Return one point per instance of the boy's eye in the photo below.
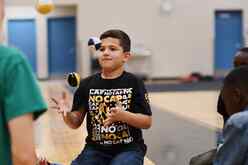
(112, 49)
(102, 49)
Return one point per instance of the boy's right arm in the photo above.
(74, 119)
(22, 144)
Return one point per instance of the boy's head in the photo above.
(123, 38)
(241, 58)
(114, 50)
(235, 90)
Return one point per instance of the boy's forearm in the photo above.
(137, 120)
(22, 145)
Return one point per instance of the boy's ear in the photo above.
(238, 98)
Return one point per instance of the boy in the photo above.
(240, 59)
(234, 149)
(20, 103)
(117, 108)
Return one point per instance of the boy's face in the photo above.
(111, 56)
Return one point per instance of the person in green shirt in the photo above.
(21, 103)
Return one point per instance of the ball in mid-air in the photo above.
(73, 79)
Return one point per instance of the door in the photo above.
(61, 45)
(228, 38)
(22, 35)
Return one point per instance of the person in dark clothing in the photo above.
(116, 105)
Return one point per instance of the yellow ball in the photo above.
(44, 8)
(73, 79)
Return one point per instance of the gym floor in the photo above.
(184, 124)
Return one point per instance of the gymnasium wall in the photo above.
(181, 40)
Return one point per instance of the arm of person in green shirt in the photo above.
(22, 140)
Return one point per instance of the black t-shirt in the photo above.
(97, 95)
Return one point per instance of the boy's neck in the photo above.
(112, 74)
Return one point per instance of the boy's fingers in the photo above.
(54, 107)
(54, 100)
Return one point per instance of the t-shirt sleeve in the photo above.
(141, 103)
(22, 93)
(80, 99)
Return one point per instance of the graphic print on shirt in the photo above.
(100, 103)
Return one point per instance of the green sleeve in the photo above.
(22, 93)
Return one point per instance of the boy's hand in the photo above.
(61, 106)
(116, 114)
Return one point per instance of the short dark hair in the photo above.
(124, 39)
(238, 78)
(244, 49)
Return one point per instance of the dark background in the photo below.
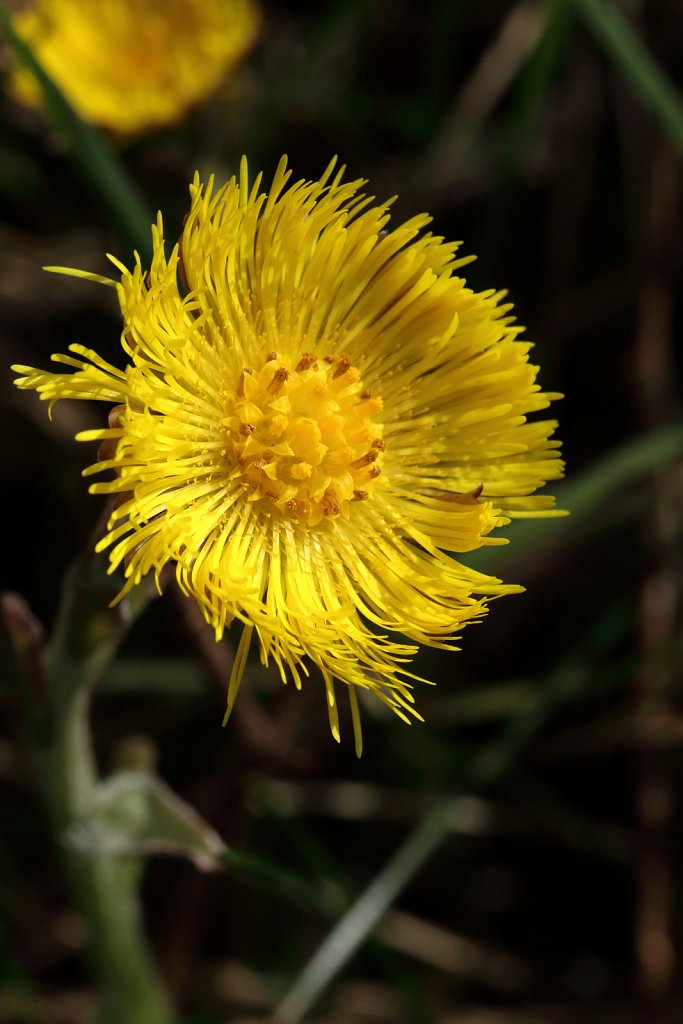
(555, 898)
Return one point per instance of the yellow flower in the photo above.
(315, 413)
(131, 66)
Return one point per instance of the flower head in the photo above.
(131, 66)
(315, 414)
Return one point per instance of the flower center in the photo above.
(303, 437)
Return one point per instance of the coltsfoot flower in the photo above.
(316, 413)
(134, 65)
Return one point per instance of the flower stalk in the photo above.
(86, 637)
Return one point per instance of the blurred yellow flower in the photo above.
(132, 66)
(315, 413)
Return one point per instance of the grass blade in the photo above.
(88, 151)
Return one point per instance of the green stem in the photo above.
(104, 886)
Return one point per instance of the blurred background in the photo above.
(540, 884)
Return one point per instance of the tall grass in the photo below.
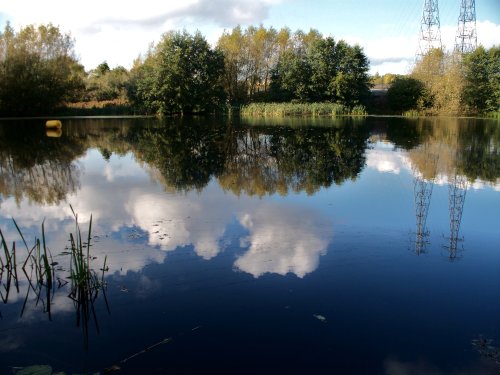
(301, 109)
(85, 281)
(39, 270)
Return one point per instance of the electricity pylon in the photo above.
(457, 189)
(466, 38)
(422, 190)
(430, 29)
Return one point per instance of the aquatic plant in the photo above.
(85, 281)
(40, 273)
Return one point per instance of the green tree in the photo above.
(321, 69)
(182, 74)
(38, 70)
(482, 80)
(104, 83)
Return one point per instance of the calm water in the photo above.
(342, 246)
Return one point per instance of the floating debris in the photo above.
(485, 347)
(321, 318)
(35, 370)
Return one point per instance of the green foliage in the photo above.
(38, 70)
(298, 109)
(482, 80)
(182, 74)
(460, 84)
(267, 65)
(104, 83)
(325, 71)
(405, 93)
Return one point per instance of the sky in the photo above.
(120, 31)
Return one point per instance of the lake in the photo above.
(250, 246)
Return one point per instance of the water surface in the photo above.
(363, 246)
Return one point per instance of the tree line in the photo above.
(182, 73)
(450, 83)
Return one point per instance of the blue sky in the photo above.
(118, 31)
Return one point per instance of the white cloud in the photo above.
(283, 240)
(385, 160)
(120, 32)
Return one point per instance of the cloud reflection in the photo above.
(283, 240)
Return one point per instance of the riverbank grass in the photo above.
(301, 109)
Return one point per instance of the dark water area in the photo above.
(251, 246)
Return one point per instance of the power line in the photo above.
(430, 29)
(466, 38)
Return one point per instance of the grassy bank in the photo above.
(97, 108)
(301, 109)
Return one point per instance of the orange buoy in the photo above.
(53, 124)
(54, 132)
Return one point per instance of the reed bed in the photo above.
(40, 273)
(301, 109)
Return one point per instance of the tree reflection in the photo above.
(37, 167)
(255, 158)
(278, 158)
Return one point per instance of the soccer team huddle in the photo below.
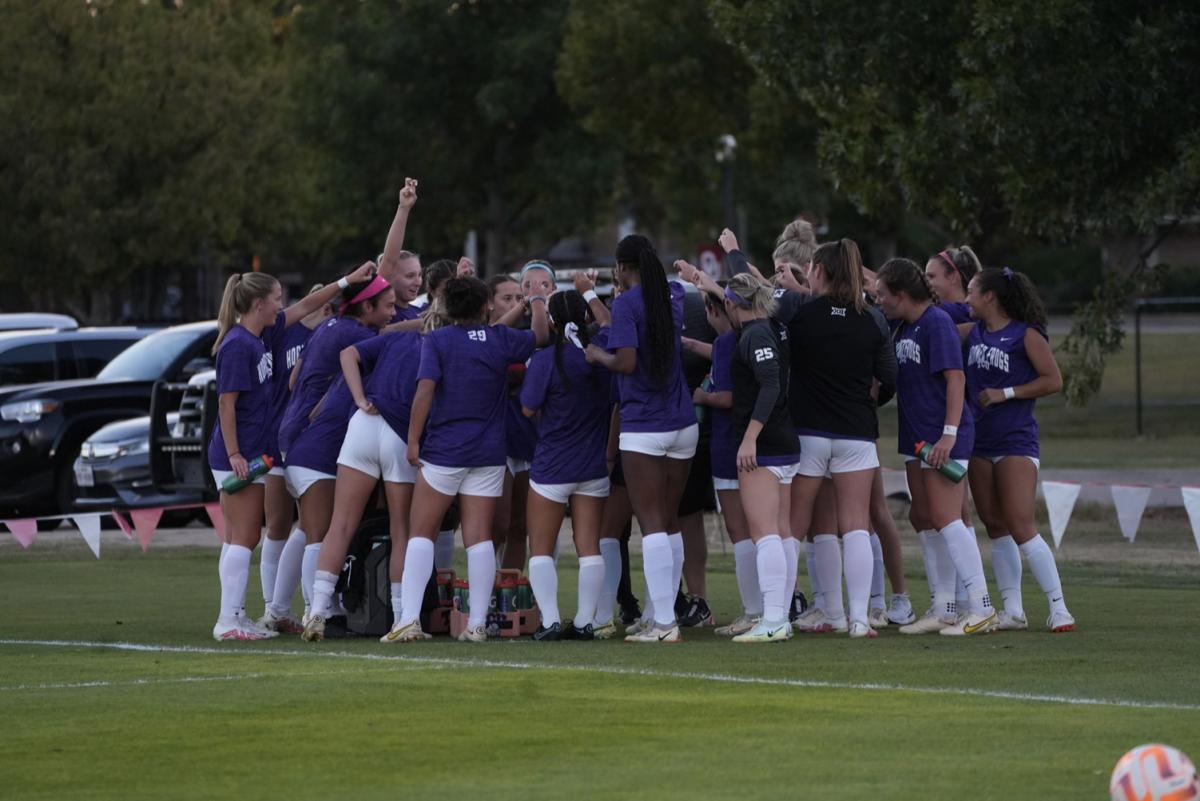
(511, 401)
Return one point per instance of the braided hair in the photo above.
(635, 252)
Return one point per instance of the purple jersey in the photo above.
(724, 449)
(322, 365)
(466, 423)
(645, 404)
(997, 360)
(573, 429)
(244, 366)
(924, 349)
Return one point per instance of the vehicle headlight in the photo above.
(28, 411)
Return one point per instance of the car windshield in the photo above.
(149, 359)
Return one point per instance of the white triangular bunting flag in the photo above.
(1192, 504)
(89, 527)
(1131, 503)
(1060, 501)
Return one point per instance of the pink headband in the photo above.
(377, 285)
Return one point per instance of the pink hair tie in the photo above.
(376, 287)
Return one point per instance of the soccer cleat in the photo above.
(767, 632)
(655, 633)
(859, 630)
(928, 624)
(972, 624)
(1007, 622)
(406, 633)
(1061, 621)
(315, 630)
(739, 626)
(473, 634)
(900, 612)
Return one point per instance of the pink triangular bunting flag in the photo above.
(23, 530)
(145, 523)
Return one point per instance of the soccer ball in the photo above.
(1155, 772)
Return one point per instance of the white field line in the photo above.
(718, 678)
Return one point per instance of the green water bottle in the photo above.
(259, 467)
(952, 469)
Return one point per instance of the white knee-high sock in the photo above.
(287, 578)
(1006, 564)
(745, 568)
(964, 552)
(234, 577)
(544, 579)
(658, 565)
(481, 574)
(829, 568)
(606, 607)
(858, 565)
(591, 580)
(877, 573)
(1045, 571)
(772, 573)
(443, 553)
(418, 568)
(269, 565)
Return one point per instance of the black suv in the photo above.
(43, 425)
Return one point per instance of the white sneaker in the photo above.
(861, 630)
(1007, 622)
(900, 612)
(655, 633)
(928, 624)
(739, 626)
(972, 624)
(767, 632)
(1061, 621)
(406, 633)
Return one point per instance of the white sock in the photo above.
(324, 584)
(397, 601)
(858, 565)
(1045, 571)
(1006, 564)
(591, 580)
(269, 565)
(877, 573)
(481, 574)
(544, 579)
(658, 565)
(829, 568)
(964, 552)
(234, 577)
(287, 578)
(443, 552)
(606, 607)
(745, 568)
(676, 541)
(418, 568)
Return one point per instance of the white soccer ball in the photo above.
(1155, 772)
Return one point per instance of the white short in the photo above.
(484, 482)
(559, 493)
(299, 480)
(371, 446)
(675, 445)
(221, 475)
(822, 456)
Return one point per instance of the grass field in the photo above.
(171, 714)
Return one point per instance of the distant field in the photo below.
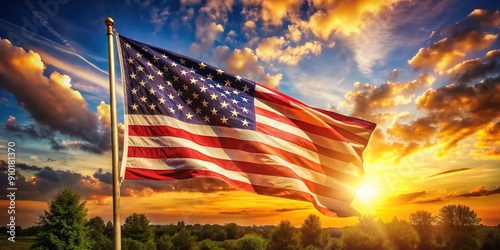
(22, 243)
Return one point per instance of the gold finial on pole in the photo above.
(109, 23)
(114, 138)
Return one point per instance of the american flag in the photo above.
(186, 119)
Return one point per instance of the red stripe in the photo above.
(252, 147)
(240, 166)
(148, 174)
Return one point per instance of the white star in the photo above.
(202, 65)
(224, 119)
(224, 104)
(246, 88)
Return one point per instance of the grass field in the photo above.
(22, 243)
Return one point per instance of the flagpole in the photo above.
(114, 137)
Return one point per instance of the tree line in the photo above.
(65, 226)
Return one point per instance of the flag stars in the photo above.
(202, 65)
(223, 119)
(246, 88)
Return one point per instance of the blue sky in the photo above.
(425, 71)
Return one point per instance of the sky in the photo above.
(427, 72)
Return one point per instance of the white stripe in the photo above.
(255, 179)
(259, 137)
(243, 156)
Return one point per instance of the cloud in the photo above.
(447, 172)
(464, 37)
(277, 49)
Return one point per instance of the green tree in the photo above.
(402, 235)
(63, 225)
(312, 233)
(97, 227)
(422, 222)
(460, 224)
(284, 237)
(183, 240)
(251, 242)
(137, 227)
(368, 234)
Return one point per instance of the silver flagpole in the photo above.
(114, 138)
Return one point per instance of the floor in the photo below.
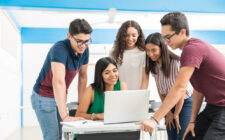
(26, 133)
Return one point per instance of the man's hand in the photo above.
(148, 125)
(177, 122)
(169, 120)
(190, 127)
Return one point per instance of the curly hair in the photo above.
(120, 42)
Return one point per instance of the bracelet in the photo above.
(154, 119)
(64, 117)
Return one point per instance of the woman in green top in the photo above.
(106, 79)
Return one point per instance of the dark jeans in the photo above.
(210, 124)
(184, 118)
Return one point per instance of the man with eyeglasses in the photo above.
(203, 65)
(64, 61)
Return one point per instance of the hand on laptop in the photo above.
(100, 116)
(67, 119)
(148, 125)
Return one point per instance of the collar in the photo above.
(71, 50)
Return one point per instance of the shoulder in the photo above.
(60, 46)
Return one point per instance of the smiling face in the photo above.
(173, 39)
(153, 52)
(110, 75)
(131, 37)
(79, 42)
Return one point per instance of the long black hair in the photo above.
(100, 66)
(166, 55)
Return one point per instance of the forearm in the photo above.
(197, 102)
(60, 97)
(82, 82)
(178, 107)
(84, 115)
(98, 116)
(171, 99)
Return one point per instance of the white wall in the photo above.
(9, 76)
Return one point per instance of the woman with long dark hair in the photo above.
(106, 79)
(129, 54)
(164, 67)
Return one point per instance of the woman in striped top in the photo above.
(164, 67)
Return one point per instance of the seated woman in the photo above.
(106, 79)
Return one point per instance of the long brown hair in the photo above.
(166, 55)
(120, 42)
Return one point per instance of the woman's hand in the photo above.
(190, 127)
(177, 122)
(169, 120)
(67, 119)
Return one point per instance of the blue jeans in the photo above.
(184, 118)
(48, 116)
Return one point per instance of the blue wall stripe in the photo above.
(21, 89)
(106, 36)
(203, 6)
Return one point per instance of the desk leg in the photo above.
(111, 136)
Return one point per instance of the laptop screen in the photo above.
(126, 106)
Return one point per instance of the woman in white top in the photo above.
(164, 66)
(129, 54)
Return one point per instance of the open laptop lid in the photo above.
(126, 106)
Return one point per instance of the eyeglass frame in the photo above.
(81, 42)
(170, 36)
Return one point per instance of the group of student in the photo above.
(128, 67)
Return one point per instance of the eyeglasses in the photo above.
(81, 42)
(168, 37)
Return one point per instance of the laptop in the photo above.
(126, 106)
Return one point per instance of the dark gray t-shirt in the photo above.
(209, 75)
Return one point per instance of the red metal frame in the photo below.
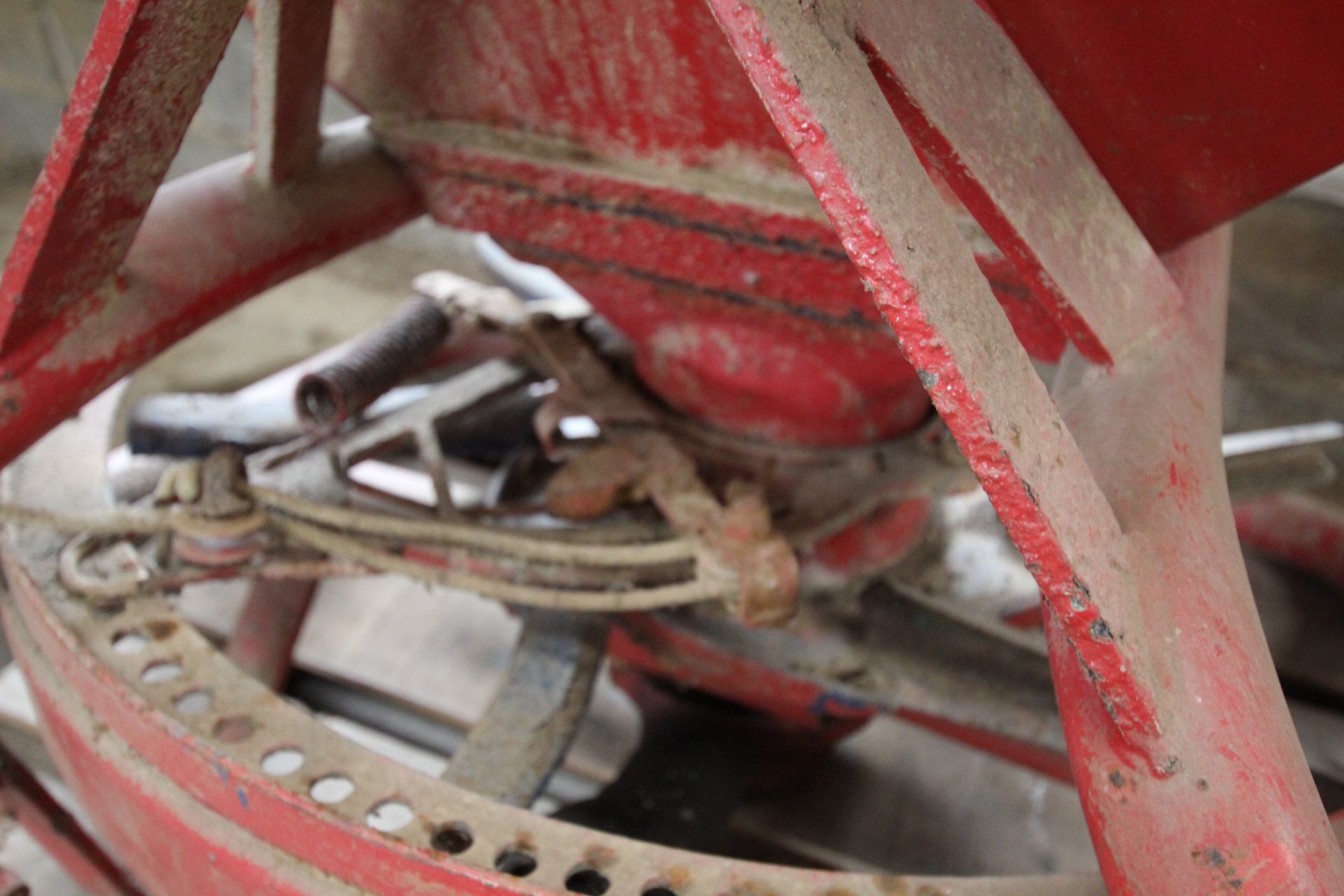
(664, 192)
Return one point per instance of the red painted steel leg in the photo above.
(137, 89)
(264, 641)
(1116, 496)
(210, 241)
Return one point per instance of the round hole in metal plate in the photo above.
(128, 643)
(388, 816)
(515, 862)
(284, 761)
(588, 881)
(160, 672)
(331, 789)
(454, 839)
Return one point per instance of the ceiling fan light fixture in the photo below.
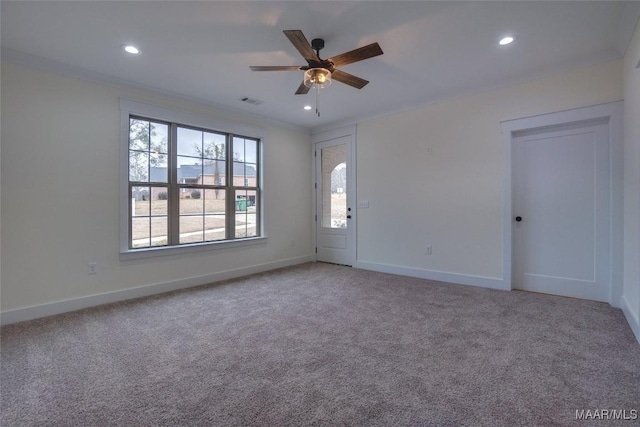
(320, 77)
(131, 49)
(506, 40)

----

ACTIVITY :: Reproduce, word for word, the lines from the one containing "Return one point per instance of the desk" to the end of the material, both ends included. No picture is copied.

EXERCISE OUTPUT ::
Return one point per instance of the desk leg in the photo above.
(111, 136)
Return one point per instance of the laptop screen in the photo above.
(126, 106)
Return one point per instance of the woman in white top in the photo above.
(164, 66)
(129, 54)
Return one point per instance of the open laptop lid in the photo above.
(126, 106)
Return one point per instance of the eyeglass frame in the photo above.
(81, 42)
(170, 36)
Return one point per instance of the group of student in the photo above.
(128, 67)
Return one point per instance of the eyeglasses in the photo above.
(81, 42)
(168, 37)
Return one point per instance of the laptop in the photo above.
(126, 106)
Return one point per instance of the dark gray t-shirt in the photo above.
(209, 75)
Return one point per instance of the red metal frame in the photo below.
(664, 192)
Return one point per instance of the red painted steel leg in the photo above.
(137, 89)
(264, 641)
(1116, 496)
(210, 241)
Return one point per instance of the round hole in metal plate in the photo above.
(128, 643)
(388, 816)
(515, 862)
(284, 761)
(588, 881)
(160, 672)
(331, 789)
(454, 839)
Return one point per instance of the ceiling fan light fixture in the photo below.
(320, 77)
(131, 49)
(506, 40)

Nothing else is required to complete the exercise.